[Instructions for the task]
Repeat exactly, please, the opening lines of the data below, through and including the line where "negative clicks: (177, 106) (149, 149)" sits.

____ Provided records

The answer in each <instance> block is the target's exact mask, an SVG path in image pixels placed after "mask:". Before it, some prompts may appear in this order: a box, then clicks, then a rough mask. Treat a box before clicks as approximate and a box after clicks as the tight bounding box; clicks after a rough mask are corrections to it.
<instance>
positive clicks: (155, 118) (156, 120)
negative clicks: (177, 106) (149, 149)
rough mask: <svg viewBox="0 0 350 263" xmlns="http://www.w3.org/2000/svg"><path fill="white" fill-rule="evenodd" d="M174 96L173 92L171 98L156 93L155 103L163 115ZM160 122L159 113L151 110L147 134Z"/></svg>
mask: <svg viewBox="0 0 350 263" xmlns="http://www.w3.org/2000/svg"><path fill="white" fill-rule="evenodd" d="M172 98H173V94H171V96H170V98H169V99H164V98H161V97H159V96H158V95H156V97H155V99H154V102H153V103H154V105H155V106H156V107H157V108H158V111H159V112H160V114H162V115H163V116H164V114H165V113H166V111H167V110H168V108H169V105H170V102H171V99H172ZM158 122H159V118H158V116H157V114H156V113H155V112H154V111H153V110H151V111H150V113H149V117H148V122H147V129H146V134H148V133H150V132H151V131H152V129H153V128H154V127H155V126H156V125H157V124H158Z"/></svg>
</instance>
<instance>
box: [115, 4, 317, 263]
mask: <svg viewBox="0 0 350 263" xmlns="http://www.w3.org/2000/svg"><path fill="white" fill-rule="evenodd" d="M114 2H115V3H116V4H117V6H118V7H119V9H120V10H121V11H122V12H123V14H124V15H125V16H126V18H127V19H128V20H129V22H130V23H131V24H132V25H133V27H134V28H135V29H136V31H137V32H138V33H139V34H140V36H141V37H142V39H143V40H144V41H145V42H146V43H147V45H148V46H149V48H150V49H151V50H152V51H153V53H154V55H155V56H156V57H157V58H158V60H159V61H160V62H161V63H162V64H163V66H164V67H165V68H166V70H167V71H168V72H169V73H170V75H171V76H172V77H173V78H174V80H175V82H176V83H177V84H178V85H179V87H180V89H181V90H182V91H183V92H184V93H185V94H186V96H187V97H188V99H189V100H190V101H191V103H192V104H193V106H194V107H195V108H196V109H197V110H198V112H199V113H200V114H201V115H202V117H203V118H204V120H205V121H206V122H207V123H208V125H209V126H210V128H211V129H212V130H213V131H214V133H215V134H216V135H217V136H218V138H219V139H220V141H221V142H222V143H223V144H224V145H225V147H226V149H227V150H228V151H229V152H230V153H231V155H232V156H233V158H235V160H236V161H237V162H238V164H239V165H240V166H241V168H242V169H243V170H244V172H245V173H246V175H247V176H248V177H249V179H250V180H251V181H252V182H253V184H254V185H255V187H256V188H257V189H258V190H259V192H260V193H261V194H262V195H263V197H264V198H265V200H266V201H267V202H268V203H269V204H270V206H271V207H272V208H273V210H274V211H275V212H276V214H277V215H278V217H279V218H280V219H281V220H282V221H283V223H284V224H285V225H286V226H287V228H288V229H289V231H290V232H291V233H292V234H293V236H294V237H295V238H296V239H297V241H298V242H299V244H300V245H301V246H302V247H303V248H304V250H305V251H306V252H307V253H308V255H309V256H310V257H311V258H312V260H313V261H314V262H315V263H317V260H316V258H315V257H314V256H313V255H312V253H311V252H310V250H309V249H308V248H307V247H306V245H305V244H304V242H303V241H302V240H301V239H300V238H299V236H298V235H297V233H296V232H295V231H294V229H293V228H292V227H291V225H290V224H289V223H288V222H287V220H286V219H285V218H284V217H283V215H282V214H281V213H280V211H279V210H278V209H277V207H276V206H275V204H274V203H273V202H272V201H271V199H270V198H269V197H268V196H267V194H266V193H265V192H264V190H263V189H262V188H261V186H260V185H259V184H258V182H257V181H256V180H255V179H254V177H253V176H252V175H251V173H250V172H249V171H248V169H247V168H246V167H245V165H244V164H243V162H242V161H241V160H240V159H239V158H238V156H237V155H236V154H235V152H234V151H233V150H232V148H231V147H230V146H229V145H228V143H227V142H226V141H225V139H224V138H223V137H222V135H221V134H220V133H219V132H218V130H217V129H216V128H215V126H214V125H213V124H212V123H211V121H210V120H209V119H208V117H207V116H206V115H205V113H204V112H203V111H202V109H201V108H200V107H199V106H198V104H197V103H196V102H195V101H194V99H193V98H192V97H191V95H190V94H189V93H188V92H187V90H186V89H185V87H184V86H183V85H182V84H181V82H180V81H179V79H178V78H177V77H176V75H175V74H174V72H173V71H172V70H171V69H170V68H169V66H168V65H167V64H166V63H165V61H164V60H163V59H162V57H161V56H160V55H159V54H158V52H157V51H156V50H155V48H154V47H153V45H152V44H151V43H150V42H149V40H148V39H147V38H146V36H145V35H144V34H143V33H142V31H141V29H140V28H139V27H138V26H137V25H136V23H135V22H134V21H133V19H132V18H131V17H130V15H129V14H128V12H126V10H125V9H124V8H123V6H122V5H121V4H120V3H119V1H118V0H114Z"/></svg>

________

[Task result]
The answer in each <instance> block is the target's exact mask, an SVG path in image pixels placed after "mask:". Before it, some prompts may appear in this order: a box, then clicks, then a rough mask. Treat a box before clicks as approximate and a box after clicks as the tight bounding box; clicks after a rough mask are corrections to it.
<instance>
positive clicks: (155, 118) (156, 120)
negative clicks: (177, 106) (149, 149)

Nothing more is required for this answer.